**Problems to work on**:
A - According to the passage on EPIRB registration, on what frequency does the digital type of EPIRB transmit its identification code?
B - Count the lines of the records that contain the string "cloud". Give only the number.

**Text provided**:
If you own an EPIRB, you MUST register it. It's the law. It’s now easier than ever to file or update your information at If you bought a 406 EPIRB, changed addresses/phone numbers, or lost touch with your designated contacts,  you can do it all online or print out the form and fax or mail it.  Best of all, it’s FREE.

Was your EPIRB lost?

Inform NOAA immediately at 1-888-212-SAVE (7283) that your beacon has been lost.  They will update the information and save you the consequences of an accidental activation.

Was your EPIRB stolen?

First, report to your local police department that the beacon has been stolen. Contact NOAA at 1-888-212-SAVE (7283) with the following information so your beacon registration information can be updated with the appropriate remarks:
  - Police Department Name
  - Police Phone Number
  - Police Case Number

If your beacon were to activate, the information you provide will be forwarded to the appropriate Search and Rescue Authorities who will ensure that your beacon gets back to you. And, if someone attempts to register a beacon reported as stolen, NOAA will notify the appropriate Police Department.

Types of Beacons

There are three types of emergency radio beacons used to transmit distress signals, EPIRBs (for maritime use), ELTs (for aviation use), and PLBs (previously used for land-based applications). PLBs are now finding themselves in maritime use as well. I find it's easiest to think of EPIRBs as belonging to the boat, ELTs as belonging to the plane, and PLBs as belonging to the person. Registration then follows suit.

There are two types of EPIRBs. One type transmits an analog signal on 121.5 MHz. The other type transmits a digital identification code on 406 MHz and a low-power "homing" signal on 121.5 MHz.

**Data lines**:
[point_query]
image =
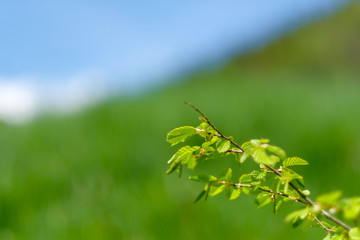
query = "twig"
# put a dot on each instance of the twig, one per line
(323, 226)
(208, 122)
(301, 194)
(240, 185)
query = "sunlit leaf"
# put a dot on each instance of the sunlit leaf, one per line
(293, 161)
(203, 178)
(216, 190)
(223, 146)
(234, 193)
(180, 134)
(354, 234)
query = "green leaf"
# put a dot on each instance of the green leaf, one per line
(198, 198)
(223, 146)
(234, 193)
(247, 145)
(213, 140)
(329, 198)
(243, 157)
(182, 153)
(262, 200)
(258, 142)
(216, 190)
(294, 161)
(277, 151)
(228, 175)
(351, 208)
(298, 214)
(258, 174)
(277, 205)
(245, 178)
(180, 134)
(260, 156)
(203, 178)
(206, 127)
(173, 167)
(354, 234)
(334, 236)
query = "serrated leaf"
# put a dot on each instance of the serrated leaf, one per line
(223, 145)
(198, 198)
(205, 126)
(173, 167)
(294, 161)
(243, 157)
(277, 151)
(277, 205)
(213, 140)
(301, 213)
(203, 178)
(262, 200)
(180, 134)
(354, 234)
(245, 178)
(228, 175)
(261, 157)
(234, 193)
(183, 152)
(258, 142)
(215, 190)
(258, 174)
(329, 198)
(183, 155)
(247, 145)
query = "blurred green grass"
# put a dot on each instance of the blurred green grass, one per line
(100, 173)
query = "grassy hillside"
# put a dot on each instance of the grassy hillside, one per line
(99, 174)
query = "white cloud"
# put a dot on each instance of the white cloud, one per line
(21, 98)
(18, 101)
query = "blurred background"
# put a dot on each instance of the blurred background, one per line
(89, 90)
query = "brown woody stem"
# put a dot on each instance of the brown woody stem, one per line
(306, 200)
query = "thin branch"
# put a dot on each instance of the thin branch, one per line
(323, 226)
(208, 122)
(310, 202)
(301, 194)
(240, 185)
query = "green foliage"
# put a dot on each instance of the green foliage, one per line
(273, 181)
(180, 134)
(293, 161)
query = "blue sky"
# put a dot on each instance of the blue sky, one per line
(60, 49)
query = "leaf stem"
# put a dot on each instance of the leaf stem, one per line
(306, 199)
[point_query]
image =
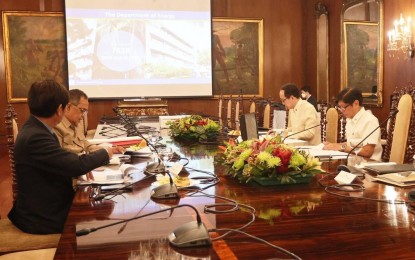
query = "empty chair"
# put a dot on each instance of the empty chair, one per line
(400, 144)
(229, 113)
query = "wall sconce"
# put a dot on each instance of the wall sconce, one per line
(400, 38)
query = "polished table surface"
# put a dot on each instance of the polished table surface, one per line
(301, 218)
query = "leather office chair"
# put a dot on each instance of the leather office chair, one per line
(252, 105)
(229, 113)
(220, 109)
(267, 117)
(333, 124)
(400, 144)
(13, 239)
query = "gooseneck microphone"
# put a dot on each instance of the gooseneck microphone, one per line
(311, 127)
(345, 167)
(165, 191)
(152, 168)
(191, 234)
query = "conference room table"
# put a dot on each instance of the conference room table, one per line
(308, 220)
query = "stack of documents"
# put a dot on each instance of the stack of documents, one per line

**Solutions by task**:
A - 406 MHz

B - 2